What needs to be done. Look through the data below. Pick out the lines holding the string "canal".

Source material: Begin

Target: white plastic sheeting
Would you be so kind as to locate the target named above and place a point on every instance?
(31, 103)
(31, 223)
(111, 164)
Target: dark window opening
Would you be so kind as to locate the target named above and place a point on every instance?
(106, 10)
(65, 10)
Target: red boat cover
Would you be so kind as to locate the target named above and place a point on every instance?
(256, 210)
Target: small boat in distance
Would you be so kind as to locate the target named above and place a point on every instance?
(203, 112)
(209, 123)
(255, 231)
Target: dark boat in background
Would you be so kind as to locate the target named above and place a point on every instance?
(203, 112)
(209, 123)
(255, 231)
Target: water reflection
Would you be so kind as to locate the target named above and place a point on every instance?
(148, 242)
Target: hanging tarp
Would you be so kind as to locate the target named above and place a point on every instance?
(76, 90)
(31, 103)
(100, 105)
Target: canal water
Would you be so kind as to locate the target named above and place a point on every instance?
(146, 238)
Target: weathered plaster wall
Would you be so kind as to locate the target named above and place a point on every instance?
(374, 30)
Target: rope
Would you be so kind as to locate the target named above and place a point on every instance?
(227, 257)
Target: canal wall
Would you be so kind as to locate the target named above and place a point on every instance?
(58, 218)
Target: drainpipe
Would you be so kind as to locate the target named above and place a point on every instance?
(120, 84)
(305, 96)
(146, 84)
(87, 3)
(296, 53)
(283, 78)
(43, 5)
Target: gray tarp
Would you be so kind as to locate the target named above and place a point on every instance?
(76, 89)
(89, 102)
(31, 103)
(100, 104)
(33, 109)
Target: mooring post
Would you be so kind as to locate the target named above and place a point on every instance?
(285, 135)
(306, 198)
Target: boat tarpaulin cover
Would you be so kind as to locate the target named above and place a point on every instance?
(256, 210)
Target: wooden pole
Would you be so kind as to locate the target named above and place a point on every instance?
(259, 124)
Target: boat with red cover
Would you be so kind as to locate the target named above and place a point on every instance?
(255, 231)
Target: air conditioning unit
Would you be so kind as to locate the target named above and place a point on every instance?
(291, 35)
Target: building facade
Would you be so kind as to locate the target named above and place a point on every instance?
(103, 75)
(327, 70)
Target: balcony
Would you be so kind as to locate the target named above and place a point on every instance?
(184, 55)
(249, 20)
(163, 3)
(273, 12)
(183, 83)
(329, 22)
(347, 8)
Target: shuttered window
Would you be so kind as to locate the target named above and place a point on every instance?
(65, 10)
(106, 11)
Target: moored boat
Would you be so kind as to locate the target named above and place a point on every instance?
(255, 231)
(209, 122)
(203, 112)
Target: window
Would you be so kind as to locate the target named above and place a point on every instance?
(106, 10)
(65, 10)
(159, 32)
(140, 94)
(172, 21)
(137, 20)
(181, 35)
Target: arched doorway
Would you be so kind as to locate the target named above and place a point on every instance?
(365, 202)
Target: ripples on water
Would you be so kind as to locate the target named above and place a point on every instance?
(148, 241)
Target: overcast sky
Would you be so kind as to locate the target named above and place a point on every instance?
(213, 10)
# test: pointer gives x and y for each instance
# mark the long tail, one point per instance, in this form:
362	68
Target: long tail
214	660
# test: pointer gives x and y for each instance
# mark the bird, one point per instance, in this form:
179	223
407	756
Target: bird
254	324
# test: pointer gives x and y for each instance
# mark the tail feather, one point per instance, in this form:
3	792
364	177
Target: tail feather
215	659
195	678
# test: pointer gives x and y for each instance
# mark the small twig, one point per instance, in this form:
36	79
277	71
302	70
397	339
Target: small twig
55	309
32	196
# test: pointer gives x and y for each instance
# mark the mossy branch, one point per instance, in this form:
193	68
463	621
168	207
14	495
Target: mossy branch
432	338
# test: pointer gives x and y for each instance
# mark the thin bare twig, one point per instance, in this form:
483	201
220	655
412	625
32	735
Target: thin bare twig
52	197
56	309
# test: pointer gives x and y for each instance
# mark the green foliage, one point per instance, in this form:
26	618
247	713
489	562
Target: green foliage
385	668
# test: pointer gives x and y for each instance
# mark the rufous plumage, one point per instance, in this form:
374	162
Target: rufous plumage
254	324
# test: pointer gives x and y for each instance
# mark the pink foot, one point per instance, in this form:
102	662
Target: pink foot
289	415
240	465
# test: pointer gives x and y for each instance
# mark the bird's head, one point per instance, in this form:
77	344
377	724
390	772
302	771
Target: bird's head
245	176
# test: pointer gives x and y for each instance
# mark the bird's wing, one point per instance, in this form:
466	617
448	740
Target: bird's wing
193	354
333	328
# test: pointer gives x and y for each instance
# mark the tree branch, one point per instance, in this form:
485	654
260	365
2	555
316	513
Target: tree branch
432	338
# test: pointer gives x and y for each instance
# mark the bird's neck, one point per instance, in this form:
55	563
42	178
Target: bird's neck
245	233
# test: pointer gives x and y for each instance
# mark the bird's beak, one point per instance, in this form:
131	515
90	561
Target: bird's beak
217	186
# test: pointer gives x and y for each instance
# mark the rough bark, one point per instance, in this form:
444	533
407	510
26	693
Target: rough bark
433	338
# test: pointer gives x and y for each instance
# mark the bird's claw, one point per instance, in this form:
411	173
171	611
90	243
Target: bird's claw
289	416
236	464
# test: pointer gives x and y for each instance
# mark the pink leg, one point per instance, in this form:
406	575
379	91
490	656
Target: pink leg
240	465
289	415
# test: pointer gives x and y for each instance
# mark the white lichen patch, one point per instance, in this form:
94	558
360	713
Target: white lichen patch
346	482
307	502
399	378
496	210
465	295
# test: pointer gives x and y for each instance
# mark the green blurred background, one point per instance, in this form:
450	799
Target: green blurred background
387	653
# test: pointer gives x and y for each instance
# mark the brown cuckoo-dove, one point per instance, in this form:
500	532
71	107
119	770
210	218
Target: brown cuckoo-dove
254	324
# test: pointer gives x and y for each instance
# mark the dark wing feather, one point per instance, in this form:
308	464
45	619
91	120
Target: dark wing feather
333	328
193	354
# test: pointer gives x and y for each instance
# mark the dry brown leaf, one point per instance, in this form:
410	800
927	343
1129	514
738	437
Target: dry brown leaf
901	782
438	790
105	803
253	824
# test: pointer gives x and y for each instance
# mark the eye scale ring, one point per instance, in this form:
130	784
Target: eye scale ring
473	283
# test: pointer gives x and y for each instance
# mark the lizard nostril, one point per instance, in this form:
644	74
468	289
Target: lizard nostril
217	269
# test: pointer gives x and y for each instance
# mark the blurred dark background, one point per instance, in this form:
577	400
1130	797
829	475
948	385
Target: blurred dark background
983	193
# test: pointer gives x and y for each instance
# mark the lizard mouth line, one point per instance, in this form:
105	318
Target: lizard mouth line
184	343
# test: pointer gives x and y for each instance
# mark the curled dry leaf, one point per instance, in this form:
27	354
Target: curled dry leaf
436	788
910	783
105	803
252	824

Source material: End

Output of the task.
Target: canal water
Target: canal wall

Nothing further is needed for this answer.